**Énoncé du problème:** D'après le texte sur les urgences hospitalières, combien de propositions compte le rapport Braun ?

**Extrait à lire:**

%%

En reprenant aux mots près ceux d’Agnès Buzyn à son arrivée avenue de Ségur, le nouveau ministre de la Santé semble bégayer une saison de la série L’hôpital en enfer. Ce professionnel reconnu dans le champ de la médecine d’urgence a été envoyé au front des urgences hospitalières. La commande a été claire : gérer la crise de la porte d’entrée de l’hôpital. En début d’un quinquennat difficile, ce marronnier estival depuis des décennies ne doit pas enflammer les esprits et les Unes. Souhaitons que les 41 propositions du rapport Braun, immédiatement validées, aident à passer l’été. Mais il est inquiétant de ne faire figurer aucune évocation, même allusive, à ce qui est la cause première de l’engorgement des urgences : le désengagement de la médecine libérale de la permanence des soins.

%%

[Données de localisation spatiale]
%%

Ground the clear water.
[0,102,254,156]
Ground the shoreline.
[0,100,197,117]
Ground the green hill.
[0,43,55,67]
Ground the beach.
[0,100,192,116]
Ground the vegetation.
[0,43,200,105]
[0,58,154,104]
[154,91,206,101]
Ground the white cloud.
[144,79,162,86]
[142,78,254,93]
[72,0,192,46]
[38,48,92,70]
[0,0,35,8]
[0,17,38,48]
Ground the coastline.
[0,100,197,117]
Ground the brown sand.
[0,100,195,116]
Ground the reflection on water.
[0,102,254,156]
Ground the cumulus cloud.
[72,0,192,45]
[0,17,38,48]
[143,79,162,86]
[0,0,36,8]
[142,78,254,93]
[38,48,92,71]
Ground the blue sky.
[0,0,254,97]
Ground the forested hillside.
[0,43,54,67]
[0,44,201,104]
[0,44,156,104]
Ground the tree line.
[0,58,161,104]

%%
%%

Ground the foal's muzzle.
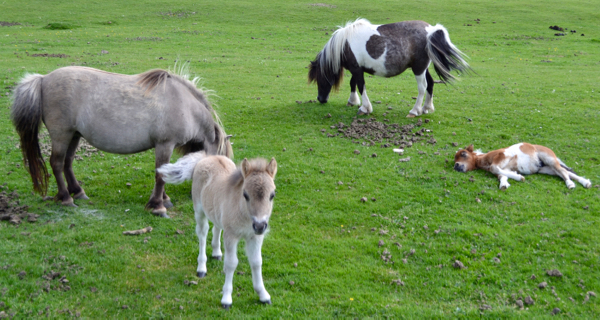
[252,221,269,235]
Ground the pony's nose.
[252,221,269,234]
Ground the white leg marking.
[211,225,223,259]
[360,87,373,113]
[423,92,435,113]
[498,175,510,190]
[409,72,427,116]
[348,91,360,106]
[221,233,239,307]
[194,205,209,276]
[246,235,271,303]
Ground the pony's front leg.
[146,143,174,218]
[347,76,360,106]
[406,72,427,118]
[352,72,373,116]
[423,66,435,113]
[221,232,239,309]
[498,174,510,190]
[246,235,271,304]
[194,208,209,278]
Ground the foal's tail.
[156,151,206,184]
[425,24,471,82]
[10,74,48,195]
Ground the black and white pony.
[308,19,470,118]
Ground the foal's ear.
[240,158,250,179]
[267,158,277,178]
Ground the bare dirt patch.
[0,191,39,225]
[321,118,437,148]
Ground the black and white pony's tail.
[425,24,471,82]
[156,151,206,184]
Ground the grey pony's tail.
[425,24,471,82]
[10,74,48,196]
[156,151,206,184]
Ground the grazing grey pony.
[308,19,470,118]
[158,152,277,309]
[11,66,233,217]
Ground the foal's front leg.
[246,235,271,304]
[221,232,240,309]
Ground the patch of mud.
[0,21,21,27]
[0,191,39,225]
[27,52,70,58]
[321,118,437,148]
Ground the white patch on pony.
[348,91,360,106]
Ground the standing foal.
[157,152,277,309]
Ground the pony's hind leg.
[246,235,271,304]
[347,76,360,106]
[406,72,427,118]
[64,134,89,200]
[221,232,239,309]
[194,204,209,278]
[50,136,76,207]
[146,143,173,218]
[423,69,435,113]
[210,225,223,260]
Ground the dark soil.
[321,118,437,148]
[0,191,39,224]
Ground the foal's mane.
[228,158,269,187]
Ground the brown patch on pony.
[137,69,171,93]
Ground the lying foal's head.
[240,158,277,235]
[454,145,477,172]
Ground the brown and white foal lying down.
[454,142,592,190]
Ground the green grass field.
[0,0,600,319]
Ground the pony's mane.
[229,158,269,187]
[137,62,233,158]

%%
%%

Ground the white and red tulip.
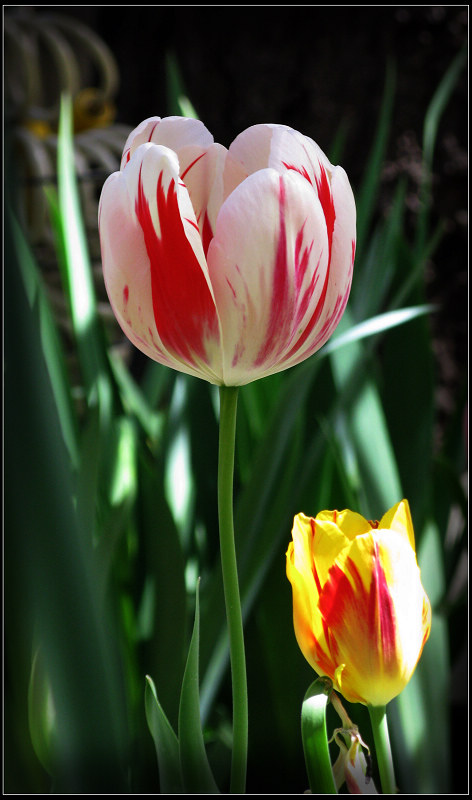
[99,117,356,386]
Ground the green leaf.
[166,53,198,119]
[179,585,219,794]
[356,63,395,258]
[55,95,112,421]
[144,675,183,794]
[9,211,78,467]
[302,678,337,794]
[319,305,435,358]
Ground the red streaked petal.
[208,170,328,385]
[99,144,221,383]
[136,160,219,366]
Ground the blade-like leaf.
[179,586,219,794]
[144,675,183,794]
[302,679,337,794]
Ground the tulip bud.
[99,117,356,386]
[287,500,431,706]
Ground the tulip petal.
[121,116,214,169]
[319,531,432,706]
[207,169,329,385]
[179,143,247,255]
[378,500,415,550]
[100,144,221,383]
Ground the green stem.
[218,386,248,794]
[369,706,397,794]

%%

**Résultat de l'exercice:** 41 propositions.